Text passage –

★ ★ ★ ★

The female portrait paintings often had a function in pre-nuptial negotiation. Exceptional is an enigmatic marble bust of around 1462 by Desiderio da Settignano (c. 1430–64) of a young woman, identified as Marietta di Lorenzo Strozzi. Ironically she did not marry until 1471, an older bride for the time. Some were able to control their public image. Isabella d’Este (1474–1539) was notoriously vain and defensive of her bulbous nose and double chin: she rejected a portrait of her by Mantegna. A gold medal by Gian Christoforo Romano (c.1460–1512), dated around 1498, and on loan from the Münzkabinett, Vienna, massages her defects. Other idealized portraits, motivated by Petrarchan and neo-Platonic notions of beauty, include the two slightly-out-of-profile tempera paintings of Marco Vespucci’s wife, Simonetta. Here at least is no pre-nuptial exaggeration.
But men could be just as vain. The autocratic and reclusive ruler of Lombardy, Filippo Maria Visconti (1392–1447) had a bull neck, receding chin and small nose: and he also was obese and had deformed feet. Pisanello’s brilliant chalk drawing and possibly related medal of him in the last decade of his life adroitly manages to balance self-censorship and realism.
The medals are a revelation. The designers of this exhibition have attempted to allow the viewer to see both the obverse portrait and the reverse emblem or impresa. High gallery lighting makes this extremely tricky but, here, it almost succeeds. Pisanello was commissioned by Leonello d’Este to make a series of (at least) six medals in 1441. Three in lead or copper alloy are on show in this exhibition from the Scher Collection. Leonello faces the viewer’s left in two of them. On the reverse of one (the right-facing one) is a three-faced child, an emblem of Prudentia, whilst in another two naked men, one old, one young, support large baskets, full of olive branches. Both these impresa reinforce the vision of a ruler who regards past, present and the future.

★ ★ ★ ★

Task list –
**a.** Answer these questions from the passage on portraits and medals:
(i) Which artist's portrait of her did Isabella d'Este reject?
(ii) In what year did Marietta di Lorenzo Strozzi marry?
(iii) Who commissioned Pisanello to make a series of medals in 1441?
**b.** Repeat word for word the part of the passage on portraits and medals from "The medals are" up to and including "and the future.".
**c.** Write the next part of the passage on portraits and medals, picking up after its final sentence.

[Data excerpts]
★ ★ ★ ★

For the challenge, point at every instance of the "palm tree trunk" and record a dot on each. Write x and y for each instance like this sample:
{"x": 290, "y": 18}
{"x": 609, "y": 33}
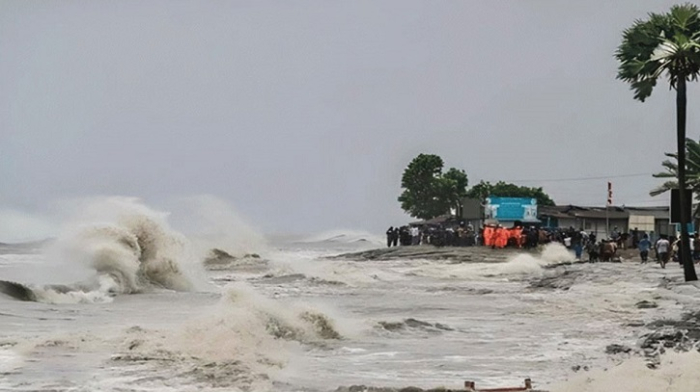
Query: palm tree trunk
{"x": 681, "y": 103}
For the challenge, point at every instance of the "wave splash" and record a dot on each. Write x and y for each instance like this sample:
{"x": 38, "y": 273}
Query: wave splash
{"x": 126, "y": 248}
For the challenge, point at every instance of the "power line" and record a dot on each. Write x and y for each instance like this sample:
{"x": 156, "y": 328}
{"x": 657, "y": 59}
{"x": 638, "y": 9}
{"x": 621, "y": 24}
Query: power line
{"x": 584, "y": 178}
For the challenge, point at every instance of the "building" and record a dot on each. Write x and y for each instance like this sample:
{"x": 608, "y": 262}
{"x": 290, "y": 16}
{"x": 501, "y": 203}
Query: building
{"x": 653, "y": 220}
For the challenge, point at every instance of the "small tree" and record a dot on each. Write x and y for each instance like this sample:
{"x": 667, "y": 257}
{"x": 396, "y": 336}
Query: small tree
{"x": 427, "y": 192}
{"x": 484, "y": 189}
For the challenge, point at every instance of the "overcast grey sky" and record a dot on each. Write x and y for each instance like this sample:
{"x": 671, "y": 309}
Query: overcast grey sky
{"x": 304, "y": 114}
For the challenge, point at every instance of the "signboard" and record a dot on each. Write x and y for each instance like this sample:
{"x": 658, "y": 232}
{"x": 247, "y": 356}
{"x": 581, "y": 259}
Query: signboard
{"x": 511, "y": 208}
{"x": 642, "y": 222}
{"x": 691, "y": 228}
{"x": 471, "y": 209}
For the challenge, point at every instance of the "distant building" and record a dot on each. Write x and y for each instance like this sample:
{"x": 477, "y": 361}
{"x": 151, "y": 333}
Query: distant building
{"x": 654, "y": 220}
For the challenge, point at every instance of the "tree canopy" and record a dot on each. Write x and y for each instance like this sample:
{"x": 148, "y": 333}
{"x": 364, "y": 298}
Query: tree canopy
{"x": 665, "y": 44}
{"x": 427, "y": 191}
{"x": 484, "y": 189}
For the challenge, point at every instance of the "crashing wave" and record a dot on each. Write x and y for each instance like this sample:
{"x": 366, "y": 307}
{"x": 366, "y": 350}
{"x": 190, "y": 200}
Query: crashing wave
{"x": 132, "y": 252}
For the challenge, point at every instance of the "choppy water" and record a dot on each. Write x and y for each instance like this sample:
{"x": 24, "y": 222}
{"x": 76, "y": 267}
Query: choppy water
{"x": 295, "y": 320}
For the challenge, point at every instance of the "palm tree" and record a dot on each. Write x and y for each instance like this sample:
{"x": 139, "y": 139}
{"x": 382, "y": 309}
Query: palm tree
{"x": 666, "y": 45}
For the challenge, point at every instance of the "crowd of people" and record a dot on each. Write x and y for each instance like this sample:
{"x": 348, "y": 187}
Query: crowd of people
{"x": 578, "y": 240}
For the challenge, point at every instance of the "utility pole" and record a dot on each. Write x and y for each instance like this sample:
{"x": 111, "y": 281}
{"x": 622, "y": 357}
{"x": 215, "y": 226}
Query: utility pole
{"x": 607, "y": 215}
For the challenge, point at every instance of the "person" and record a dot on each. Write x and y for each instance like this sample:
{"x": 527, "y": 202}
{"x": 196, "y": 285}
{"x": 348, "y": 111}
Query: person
{"x": 644, "y": 245}
{"x": 593, "y": 250}
{"x": 662, "y": 249}
{"x": 577, "y": 243}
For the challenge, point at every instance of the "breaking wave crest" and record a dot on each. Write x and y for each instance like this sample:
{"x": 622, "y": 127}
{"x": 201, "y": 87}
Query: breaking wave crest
{"x": 125, "y": 248}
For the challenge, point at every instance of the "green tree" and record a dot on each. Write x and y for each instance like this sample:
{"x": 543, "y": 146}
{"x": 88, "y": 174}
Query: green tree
{"x": 485, "y": 189}
{"x": 427, "y": 192}
{"x": 666, "y": 45}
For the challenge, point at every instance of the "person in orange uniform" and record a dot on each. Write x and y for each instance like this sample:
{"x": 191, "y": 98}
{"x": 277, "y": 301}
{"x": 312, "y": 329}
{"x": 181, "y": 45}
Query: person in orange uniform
{"x": 488, "y": 234}
{"x": 502, "y": 237}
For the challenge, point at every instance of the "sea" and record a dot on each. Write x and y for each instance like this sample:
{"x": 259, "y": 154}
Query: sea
{"x": 123, "y": 301}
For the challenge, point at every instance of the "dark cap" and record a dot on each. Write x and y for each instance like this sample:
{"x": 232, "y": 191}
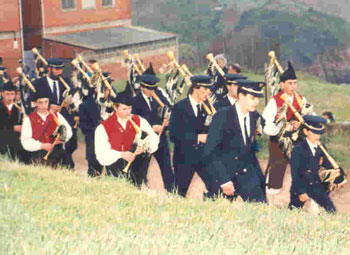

★ ★ ★ ★

Results of the tasks –
**a.**
(i) Mantegna
(ii) 1471
(iii) Leonello d'Este

**b.**
The medals are a revelation. The designers of this exhibition have attempted to allow the viewer to see both the obverse portrait and the reverse emblem or impresa. High gallery lighting makes this extremely tricky but, here, it almost succeeds. Pisanello was commissioned by Leonello d’Este to make a series of (at least) six medals in 1441. Three in lead or copper alloy are on show in this exhibition from the Scher Collection. Leonello faces the viewer’s left in two of them. On the reverse of one (the right-facing one) is a three-faced child, an emblem of Prudentia, whilst in another two naked men, one old, one young, support large baskets, full of olive branches. Both these impresa reinforce the vision of a ruler who regards past, present and the future.

**c.**
The third medal, larger than the other two, commemorated Leonello’s second marriage in 1444 to the illegitimate daughter of Alfonso of Naples, Maria of Aragon. Its reverse has a lion (Leonello) appropriately being tamed by Amor, but in an impresa within an impresa, a stele (inscribed slab) has an image of a sail(vela), denoting perhaps the prudential advice to make haste slowly.
A hidden medal is perhaps contained in the Portrait of an Old Man and a Boy by the Florentine Domenico Ghirlandaio (1448/9–94). The child at the bottom right is seen in profile and the landscape seen through a window in the top right of the painting, although rectangular, is reminiscent of the reverse, impresa side of a medal. The question must be, though, why portray the old man with his disease-deformed nose. The answer may lie in that the old man was already dead – no need to flatter, but to commemorate his life and the continuity of generations.
This is a stunning exhibition. It could have been arranged in a myriad different ways – haircuts (a young man with a zazzera – a smooth mop of hair curled under at the ends – in a painting by Jacometto is notable), diseases, windows and window-ledges etc. But the layout adopted allows the works space to breathe and for us to contemplate that we are at the birth of the conventions of portraiture that lasted until photography.